- [PROBLEM REQUIREMENTS]: Drop every picture and give the entries back exactly.

- [PROVIDED DATA]:

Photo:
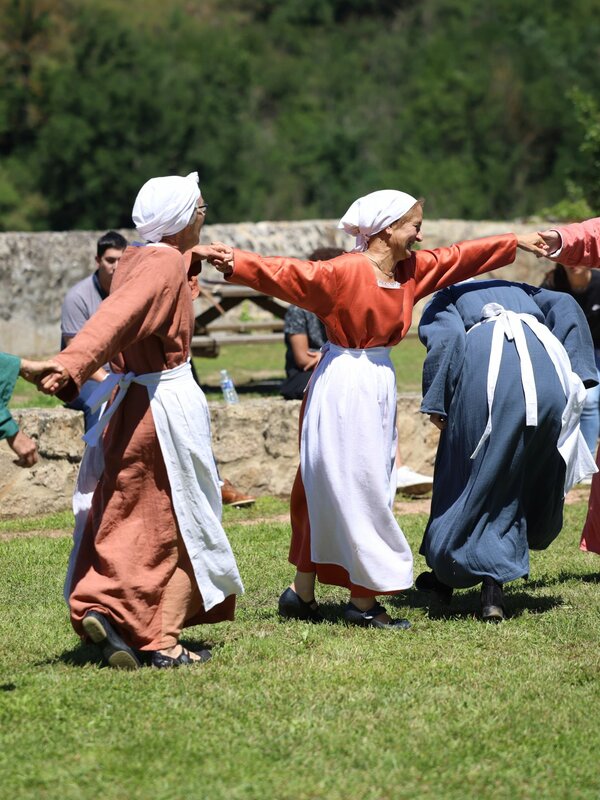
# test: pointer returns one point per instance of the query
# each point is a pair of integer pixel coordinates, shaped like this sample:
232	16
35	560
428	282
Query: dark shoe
162	661
292	606
366	619
231	497
428	582
115	652
492	600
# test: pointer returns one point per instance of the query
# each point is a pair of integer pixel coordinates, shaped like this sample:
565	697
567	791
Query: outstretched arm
575	245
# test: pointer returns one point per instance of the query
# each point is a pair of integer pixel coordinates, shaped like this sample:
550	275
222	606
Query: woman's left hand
439	421
533	243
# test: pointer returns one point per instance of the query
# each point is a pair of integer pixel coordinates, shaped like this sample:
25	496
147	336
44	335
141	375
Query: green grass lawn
451	709
250	363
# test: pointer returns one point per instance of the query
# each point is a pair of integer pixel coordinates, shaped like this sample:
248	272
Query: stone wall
37	269
255	444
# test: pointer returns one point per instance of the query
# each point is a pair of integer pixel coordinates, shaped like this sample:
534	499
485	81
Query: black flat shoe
492	601
292	606
366	619
115	652
162	661
428	582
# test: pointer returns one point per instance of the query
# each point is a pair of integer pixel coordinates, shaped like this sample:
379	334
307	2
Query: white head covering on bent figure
165	206
372	213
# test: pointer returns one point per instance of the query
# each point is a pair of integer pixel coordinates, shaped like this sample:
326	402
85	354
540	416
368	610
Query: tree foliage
292	108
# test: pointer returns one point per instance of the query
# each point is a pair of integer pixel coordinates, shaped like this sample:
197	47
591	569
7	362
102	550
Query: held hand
53	381
552	240
25	449
33	370
439	421
533	243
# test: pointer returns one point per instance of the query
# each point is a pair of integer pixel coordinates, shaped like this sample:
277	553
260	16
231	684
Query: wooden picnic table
211	329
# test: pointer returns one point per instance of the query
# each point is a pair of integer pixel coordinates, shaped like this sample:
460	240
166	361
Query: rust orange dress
131	563
343	527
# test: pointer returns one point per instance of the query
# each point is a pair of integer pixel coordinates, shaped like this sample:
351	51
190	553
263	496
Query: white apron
182	422
347	453
571	444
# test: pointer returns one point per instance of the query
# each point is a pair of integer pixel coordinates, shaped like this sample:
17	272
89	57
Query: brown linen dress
132	564
359	312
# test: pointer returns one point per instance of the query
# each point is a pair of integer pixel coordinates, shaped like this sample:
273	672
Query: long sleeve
308	284
436	269
565	318
580	244
442	331
9	372
141	306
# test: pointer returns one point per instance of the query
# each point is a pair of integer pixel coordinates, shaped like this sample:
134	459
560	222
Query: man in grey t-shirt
81	301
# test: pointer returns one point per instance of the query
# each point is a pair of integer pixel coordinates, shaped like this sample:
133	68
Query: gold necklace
389	275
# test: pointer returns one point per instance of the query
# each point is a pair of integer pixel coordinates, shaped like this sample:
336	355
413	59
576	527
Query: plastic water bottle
229	392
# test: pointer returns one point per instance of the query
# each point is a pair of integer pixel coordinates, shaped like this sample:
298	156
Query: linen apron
571	444
182	422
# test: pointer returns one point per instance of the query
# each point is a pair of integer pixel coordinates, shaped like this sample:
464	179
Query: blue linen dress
487	513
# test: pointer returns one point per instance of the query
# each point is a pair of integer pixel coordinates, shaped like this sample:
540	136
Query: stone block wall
37	269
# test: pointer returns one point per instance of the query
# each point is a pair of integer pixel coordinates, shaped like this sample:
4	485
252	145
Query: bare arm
304	358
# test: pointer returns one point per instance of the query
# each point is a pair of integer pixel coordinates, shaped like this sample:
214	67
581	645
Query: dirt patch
404	505
51	534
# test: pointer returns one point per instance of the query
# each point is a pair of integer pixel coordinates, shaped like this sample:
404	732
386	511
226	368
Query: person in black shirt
583	284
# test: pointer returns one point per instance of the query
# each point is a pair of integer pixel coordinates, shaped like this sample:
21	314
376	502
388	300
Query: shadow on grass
86	654
563	577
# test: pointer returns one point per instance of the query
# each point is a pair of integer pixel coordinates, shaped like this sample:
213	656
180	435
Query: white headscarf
372	213
164	206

- [RESPONSE TO THE EXERCISE]:
Photo:
# test: pointer returns one point per instance of the query
# each point is a pair of integer pixel coordinates, shaped like this sample:
232	16
35	560
428	282
Query: dark shoe
162	661
292	606
366	619
231	497
428	582
115	652
492	600
# test: pointer returns one point per instance of the query
# each point is a pair of integer pixel coordinates, shaped like this sample:
565	697
567	791
Query: outstretched arm
575	245
# test: pointer returns one point per instance of the query
# each point is a pair of integer pixel coordinates, shaped like this sample:
550	275
222	606
Query: woman's left hand
439	421
533	243
# test: pointer returns one point per instance of the query
# each point is a pair of integer pixel coordinates, shaped like this sample:
25	496
147	336
44	335
141	375
Query: green grass lawn
451	709
250	363
# test: pointer returns one point per instance of the query
# each point is a pair of integer pixel coordinates, shaped like this sample:
248	272
Query: stone wall
37	269
255	444
# test: pointer returns one point per instance of the query
# each point is a pair of integer pixel coordinates, shaped like this sample:
534	499
485	81
Query: black flat shoe
492	601
292	606
366	619
115	652
162	661
428	582
# test: pointer returns one point per instance of the query
# each point is a pair of integer pixel coordinates, shaped like this sample:
379	334
307	2
Query: white head covering on bent figure
165	206
372	213
# test: pointer returns one point per instance of the query
# each point is a pair of integer pixel coordinates, shaped like this sample:
326	402
85	354
540	416
368	610
Query: tree foliage
292	108
# test: pointer returns one point per instance of the query
# each point is a pair of integer pixel coordinates, shaped like this sample:
197	47
591	569
7	362
102	550
Query: held hand
53	381
552	240
25	449
33	370
439	421
533	243
# test: pointer returns one point per instance of the query
# each point is a pair of integer pixel coordinates, shaped like this sample:
277	553
260	16
231	684
Query: wooden picnic table
211	329
# test: pointer returns one point per instance of the query
# each point is a pair of integer pixel coordinates, shaped like this sample:
460	240
166	361
Query: rust orange dress
131	563
343	527
# test: pointer returns one point per instance of the query
# each point is a pair of integer pixel coordinates, shaped like this sample:
351	51
190	553
263	496
Query: white apron
182	422
347	453
571	444
# test: pointer returns one point per instance of the query
# each point is a pair of integer pixel coordinates, shaped like this sample:
17	272
89	57
Query: brown linen dress
132	564
359	312
# test: pointer returns one point per instance of the query
# each point is a pair of integer pixel coordinates, shaped like this sample:
273	672
Query: long sleeve
308	284
436	269
565	318
580	244
442	331
9	372
141	306
# test: pointer returns one point per instance of the query
# each point is a pair of integer pixel coordinates, shaped like this sample:
134	459
560	222
Query: man in grey t-shirt
81	301
# test: pointer returns one point per instance of the query
# each point is a pair of integer pixel coordinates, shaped like this sample:
133	68
Query: gold necklace
389	275
# test: pointer returns one point per instance of the query
# each point is a pair of integer pixel coordinates, shaped like this sample:
336	355
413	59
576	527
Query: plastic water bottle
229	392
# test: pointer returns one point per instance of the query
# each point is a pair of integer pixel coordinates, shaped like this sample:
298	156
Query: linen apron
571	444
182	422
# test: pointer returns one point per instance of the query
# each point is a pair of integer pixel coordinates, shaped like this sample:
464	179
Query: blue linen dress
487	513
# test: pointer returns one point per instance of the query
# each point is a pair of integer pixel coordinates, shaped like this sample:
540	136
Query: stone block wall
37	269
# test: pointer returns one point per instance of the query
# each point is a pair of integer pixel coordinates, shaped like this sample:
4	485
252	145
Query: bare arm
304	358
# test: pointer returns one point per instance of the query
# each point is a pair of integer pixel coordinates, shaped like this sample:
214	67
581	645
Query: dirt patch
404	505
51	534
# test: pointer returns one point per instance of the query
# each point is a pair of integer pixel coordinates, shaped like this sample:
404	732
386	511
226	368
Query: person in black shirt
583	284
# test: pointer returns one point per instance of the query
# each point is a pair of integer pixel coordinates, shaped like this sample:
21	314
376	502
388	300
Query: shadow on grass
86	654
563	577
# test: pointer returns one point per instance of the query
# each point is a pair of integer pixel coordinates, shaped like this sample:
213	656
180	435
Query: white headscarf
372	213
164	206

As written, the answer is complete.